Output the data below exactly, down to the last character.

─── EXERCISE INPUTS

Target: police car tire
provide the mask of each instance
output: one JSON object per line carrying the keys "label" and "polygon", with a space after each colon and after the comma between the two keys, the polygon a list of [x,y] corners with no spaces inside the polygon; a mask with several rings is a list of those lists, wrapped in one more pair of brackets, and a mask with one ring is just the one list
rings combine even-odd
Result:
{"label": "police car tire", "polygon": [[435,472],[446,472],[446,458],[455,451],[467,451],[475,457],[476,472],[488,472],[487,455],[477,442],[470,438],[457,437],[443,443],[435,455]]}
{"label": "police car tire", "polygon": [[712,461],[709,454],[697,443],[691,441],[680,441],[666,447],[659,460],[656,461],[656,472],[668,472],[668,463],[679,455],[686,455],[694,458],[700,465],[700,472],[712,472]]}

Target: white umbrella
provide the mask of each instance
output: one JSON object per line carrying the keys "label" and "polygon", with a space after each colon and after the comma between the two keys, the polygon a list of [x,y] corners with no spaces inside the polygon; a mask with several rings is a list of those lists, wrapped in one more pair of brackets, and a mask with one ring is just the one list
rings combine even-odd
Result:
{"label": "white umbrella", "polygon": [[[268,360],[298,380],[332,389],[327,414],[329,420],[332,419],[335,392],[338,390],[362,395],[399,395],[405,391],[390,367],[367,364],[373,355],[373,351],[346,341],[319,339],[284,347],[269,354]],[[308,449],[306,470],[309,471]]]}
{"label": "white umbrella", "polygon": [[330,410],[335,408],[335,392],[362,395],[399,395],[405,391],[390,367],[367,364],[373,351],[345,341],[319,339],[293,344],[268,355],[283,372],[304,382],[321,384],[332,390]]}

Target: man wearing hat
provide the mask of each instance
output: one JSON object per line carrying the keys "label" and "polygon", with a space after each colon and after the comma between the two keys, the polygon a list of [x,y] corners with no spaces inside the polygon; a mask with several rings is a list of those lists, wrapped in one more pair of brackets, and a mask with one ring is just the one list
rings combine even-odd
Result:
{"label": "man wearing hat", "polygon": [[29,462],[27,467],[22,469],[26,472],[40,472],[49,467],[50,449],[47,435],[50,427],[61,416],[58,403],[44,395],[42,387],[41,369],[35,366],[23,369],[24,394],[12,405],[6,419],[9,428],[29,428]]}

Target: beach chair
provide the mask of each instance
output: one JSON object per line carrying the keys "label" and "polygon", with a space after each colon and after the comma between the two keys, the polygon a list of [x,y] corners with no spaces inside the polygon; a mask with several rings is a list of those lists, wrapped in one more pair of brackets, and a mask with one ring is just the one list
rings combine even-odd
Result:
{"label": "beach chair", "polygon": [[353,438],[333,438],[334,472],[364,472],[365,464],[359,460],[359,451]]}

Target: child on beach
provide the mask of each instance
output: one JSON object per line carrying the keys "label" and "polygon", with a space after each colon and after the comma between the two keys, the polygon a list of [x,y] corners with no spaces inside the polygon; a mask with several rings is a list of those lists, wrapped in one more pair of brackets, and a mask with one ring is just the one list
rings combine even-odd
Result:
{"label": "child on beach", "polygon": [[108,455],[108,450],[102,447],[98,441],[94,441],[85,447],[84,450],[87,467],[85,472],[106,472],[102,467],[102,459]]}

──────

SOLUTION TO THE EXERCISE -
Target: police car tire
provide the mask of each instance
output: one JSON object per line carrying the keys "label" and "polygon", with a space after each colon and after the comma between the two keys, the polygon a list of [x,y] corners with no spaces inside the polygon; a mask with several rings is a list of those lists, wrapped in one more pair of brackets, and a mask with one ring is just the one list
rings combine even-odd
Result:
{"label": "police car tire", "polygon": [[435,472],[446,472],[446,458],[455,451],[467,451],[475,457],[476,472],[488,472],[487,455],[477,442],[470,438],[457,437],[443,443],[435,455]]}
{"label": "police car tire", "polygon": [[712,461],[709,454],[697,443],[691,441],[680,441],[666,447],[659,460],[656,461],[656,472],[668,472],[668,463],[679,455],[686,455],[694,458],[700,465],[700,472],[712,472]]}

Target: white umbrella
provide the mask of each instance
output: one JSON object per line carrying the keys "label" and "polygon", with a space after each colon and after the comma between the two keys, the polygon a list of [x,y] corners with no spaces inside the polygon; a mask with several rings is a list of those lists, wrapped in one more pair of brackets, and a mask with one ring is just the one list
rings combine even-odd
Result:
{"label": "white umbrella", "polygon": [[[268,360],[298,380],[332,389],[327,414],[329,420],[332,419],[335,392],[338,390],[362,395],[399,395],[405,391],[390,367],[367,364],[373,355],[373,351],[346,341],[319,339],[284,347],[269,354]],[[308,449],[306,470],[309,471]]]}
{"label": "white umbrella", "polygon": [[330,410],[335,408],[335,392],[362,395],[399,395],[405,391],[390,367],[367,364],[373,351],[345,341],[319,339],[293,344],[268,355],[283,372],[304,382],[321,384],[332,390]]}

Target: man wearing hat
provide the mask of each instance
output: one JSON object per line carrying the keys "label" and "polygon", with a space after each colon and after the comma between the two keys, the polygon a list of [x,y] corners with no spaces inside the polygon; a mask with several rings is a list of those lists, wrapped in one more pair of brackets, and a mask with one ring is just the one list
rings combine even-odd
Result:
{"label": "man wearing hat", "polygon": [[29,462],[27,467],[22,469],[26,472],[40,472],[49,467],[50,449],[47,435],[50,427],[61,416],[58,403],[44,395],[42,387],[41,369],[35,366],[23,369],[24,394],[12,405],[6,419],[9,428],[29,428]]}

Target: beach chair
provide the mask of each instance
output: one JSON object per line carrying the keys "label" and "polygon", with a space after each colon and after the comma between the two keys, the polygon a list of [x,y] corners with no spaces inside the polygon; a mask with several rings is a list of those lists, wrapped in one more pair of brackets, and a mask with one ring is just the one list
rings combine even-odd
Result:
{"label": "beach chair", "polygon": [[353,438],[333,438],[334,472],[364,472],[365,464],[359,460],[359,451]]}

Target: child on beach
provide the mask of each instance
output: one JSON object per line carrying the keys "label" and "polygon", with a space after each colon and after the comma between the two keys, the polygon a list of [x,y] corners with no spaces inside the polygon; a mask with several rings is a list of those lists, wrapped in one more pair of brackets, and a mask with one ring is just the one list
rings combine even-odd
Result:
{"label": "child on beach", "polygon": [[108,455],[108,450],[102,447],[98,441],[94,441],[85,447],[84,450],[87,467],[85,472],[106,472],[102,467],[102,459]]}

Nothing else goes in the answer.